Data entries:
=======

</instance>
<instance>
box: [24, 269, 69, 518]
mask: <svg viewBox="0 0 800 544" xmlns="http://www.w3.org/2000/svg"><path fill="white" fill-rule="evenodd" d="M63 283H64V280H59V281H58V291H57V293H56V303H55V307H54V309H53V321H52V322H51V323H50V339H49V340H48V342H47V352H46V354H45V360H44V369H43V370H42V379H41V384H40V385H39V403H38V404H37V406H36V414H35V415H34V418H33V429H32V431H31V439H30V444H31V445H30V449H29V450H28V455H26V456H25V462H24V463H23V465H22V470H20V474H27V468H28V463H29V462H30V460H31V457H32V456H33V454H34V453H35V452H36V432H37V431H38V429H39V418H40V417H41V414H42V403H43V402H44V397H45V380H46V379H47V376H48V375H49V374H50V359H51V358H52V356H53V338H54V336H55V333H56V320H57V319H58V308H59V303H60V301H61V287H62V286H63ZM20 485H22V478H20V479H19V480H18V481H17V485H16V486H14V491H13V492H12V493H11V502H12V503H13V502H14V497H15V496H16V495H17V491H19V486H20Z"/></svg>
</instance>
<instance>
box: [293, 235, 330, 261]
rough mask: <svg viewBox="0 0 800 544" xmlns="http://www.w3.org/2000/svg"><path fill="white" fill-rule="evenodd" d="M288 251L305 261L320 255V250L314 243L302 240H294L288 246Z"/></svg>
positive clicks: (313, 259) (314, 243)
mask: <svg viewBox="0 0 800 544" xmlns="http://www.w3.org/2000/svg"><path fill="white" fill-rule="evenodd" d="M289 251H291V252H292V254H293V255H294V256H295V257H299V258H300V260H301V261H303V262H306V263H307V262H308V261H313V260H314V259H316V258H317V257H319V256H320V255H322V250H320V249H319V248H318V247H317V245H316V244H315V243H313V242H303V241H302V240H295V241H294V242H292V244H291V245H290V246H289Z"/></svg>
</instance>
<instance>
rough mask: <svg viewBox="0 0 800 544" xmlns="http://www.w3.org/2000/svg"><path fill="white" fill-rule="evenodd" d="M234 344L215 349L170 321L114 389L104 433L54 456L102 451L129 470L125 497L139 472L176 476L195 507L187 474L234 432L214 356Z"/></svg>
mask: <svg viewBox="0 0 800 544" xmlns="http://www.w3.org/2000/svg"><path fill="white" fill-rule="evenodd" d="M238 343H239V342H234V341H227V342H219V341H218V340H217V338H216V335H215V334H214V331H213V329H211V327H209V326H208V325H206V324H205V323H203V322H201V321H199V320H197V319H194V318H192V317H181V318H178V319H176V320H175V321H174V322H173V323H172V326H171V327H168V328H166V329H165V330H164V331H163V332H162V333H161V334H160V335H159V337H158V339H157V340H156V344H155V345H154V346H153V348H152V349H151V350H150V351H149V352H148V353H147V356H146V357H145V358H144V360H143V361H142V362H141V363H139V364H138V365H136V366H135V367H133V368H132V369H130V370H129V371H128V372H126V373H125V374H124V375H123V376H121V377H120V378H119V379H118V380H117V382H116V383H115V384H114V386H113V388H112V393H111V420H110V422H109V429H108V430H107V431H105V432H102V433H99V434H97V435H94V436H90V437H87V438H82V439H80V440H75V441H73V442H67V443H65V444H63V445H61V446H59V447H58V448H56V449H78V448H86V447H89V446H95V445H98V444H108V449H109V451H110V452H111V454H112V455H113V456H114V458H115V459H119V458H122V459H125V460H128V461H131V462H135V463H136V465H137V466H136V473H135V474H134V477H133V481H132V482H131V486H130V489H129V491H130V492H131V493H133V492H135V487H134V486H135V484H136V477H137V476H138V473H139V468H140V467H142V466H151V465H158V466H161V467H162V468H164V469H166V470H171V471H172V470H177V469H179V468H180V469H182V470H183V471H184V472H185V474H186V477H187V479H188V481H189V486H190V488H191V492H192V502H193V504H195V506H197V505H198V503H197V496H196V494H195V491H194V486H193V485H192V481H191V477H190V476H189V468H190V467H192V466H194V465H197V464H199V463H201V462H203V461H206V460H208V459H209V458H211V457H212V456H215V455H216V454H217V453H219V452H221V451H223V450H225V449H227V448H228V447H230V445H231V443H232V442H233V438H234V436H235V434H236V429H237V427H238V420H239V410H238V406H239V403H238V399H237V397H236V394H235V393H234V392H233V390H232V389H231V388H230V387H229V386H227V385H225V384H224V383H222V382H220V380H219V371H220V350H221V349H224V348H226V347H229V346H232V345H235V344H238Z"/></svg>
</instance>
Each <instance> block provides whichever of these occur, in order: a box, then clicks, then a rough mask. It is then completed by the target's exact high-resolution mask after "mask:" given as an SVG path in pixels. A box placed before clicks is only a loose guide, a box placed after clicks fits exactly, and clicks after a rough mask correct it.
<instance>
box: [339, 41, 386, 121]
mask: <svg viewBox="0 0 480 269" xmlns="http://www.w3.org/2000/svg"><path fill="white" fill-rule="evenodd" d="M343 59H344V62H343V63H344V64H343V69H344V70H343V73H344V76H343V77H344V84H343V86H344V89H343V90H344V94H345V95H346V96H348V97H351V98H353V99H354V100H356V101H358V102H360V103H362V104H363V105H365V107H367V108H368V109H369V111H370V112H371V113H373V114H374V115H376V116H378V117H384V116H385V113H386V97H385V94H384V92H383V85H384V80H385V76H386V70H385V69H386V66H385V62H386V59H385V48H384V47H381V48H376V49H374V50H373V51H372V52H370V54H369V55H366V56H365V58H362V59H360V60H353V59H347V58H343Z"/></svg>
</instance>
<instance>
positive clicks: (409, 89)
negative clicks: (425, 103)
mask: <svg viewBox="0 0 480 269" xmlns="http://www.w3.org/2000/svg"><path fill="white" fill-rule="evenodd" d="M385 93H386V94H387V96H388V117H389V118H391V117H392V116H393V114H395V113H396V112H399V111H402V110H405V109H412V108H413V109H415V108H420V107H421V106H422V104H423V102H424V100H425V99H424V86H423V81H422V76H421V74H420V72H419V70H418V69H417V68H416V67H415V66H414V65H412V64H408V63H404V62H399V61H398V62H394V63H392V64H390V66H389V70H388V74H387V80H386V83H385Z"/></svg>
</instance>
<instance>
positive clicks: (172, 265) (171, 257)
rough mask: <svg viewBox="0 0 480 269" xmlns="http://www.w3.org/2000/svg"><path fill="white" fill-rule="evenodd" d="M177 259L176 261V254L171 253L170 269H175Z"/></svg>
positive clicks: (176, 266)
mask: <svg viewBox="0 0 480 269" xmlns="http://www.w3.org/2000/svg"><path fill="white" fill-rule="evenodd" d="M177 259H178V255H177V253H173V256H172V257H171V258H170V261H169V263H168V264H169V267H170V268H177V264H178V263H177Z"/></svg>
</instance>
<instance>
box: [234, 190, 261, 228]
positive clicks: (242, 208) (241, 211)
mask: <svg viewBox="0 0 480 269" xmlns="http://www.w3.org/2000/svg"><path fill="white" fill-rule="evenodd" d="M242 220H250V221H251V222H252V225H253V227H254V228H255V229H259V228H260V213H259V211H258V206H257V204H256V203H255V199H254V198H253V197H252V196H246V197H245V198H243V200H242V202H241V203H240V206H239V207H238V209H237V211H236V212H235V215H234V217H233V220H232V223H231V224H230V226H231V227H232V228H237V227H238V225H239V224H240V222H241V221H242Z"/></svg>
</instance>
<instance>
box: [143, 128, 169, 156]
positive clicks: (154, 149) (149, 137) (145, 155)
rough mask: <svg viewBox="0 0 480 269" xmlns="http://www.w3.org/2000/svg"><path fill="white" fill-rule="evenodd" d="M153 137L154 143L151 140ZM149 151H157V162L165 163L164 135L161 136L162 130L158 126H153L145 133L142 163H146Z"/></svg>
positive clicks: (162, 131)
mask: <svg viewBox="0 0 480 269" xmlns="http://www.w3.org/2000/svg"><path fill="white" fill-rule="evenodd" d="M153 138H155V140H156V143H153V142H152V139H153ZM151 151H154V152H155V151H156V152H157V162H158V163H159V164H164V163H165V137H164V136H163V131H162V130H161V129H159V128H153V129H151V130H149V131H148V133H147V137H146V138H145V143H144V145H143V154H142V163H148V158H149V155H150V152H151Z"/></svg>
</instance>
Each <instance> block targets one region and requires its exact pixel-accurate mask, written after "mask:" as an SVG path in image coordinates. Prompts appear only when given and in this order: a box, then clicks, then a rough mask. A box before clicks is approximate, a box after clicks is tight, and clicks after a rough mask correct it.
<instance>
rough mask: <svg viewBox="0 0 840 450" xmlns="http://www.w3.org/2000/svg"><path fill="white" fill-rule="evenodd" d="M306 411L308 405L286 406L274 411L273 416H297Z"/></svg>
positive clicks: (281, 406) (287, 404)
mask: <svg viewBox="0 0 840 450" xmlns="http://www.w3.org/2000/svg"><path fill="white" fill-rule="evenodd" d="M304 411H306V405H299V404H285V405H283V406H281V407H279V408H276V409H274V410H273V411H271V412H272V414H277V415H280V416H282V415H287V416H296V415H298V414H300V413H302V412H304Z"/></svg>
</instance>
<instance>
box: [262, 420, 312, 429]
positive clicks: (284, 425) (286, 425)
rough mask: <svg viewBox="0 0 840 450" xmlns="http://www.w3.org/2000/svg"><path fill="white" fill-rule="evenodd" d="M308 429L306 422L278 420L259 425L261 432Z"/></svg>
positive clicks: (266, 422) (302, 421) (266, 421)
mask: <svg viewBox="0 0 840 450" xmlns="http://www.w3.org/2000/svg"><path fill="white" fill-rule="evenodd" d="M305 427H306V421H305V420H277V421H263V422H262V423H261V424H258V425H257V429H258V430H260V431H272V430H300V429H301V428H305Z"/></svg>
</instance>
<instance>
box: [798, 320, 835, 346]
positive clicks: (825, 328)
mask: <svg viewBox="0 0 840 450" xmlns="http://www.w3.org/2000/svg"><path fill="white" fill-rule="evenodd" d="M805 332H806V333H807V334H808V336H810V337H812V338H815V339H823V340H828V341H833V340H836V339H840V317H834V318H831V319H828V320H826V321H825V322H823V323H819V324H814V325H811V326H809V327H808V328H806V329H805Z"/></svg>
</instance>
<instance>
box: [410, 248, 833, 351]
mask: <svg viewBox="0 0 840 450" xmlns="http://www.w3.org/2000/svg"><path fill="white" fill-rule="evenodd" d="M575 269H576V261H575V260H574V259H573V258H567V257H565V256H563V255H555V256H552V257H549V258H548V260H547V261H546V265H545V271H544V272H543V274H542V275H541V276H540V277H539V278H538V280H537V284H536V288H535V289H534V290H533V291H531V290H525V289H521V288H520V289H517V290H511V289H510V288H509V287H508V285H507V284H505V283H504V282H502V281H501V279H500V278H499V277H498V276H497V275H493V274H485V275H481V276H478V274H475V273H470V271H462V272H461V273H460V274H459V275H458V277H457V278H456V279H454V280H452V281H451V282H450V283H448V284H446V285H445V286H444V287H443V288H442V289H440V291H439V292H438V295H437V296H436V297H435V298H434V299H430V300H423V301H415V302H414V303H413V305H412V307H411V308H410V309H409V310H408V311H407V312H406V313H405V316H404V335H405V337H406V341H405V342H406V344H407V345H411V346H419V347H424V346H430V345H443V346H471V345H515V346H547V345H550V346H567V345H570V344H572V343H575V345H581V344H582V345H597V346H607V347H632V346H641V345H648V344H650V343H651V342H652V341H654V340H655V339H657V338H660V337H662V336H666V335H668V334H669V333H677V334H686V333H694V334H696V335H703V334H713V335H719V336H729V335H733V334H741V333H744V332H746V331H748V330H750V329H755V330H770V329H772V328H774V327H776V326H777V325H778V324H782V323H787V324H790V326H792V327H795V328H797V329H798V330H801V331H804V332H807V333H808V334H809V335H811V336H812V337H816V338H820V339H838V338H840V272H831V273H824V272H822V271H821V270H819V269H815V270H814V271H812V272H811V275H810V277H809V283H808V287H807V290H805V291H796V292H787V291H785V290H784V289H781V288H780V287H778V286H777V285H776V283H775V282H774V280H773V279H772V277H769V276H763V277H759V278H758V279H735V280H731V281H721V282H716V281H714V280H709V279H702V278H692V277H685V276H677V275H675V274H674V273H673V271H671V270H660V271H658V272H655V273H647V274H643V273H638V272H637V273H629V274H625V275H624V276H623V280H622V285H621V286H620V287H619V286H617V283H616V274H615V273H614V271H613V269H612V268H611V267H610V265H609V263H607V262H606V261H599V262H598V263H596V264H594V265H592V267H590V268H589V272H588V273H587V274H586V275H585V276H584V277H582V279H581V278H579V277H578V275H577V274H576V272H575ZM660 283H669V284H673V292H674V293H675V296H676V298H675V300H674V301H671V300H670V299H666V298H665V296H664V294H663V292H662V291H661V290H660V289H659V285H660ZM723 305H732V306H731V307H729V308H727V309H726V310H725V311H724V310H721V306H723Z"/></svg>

=======

**EXERCISE GOAL**
How many lines in the listing above contain the string "block", with case counting? Reply with the number alone.

**ANSWER SPACE**
2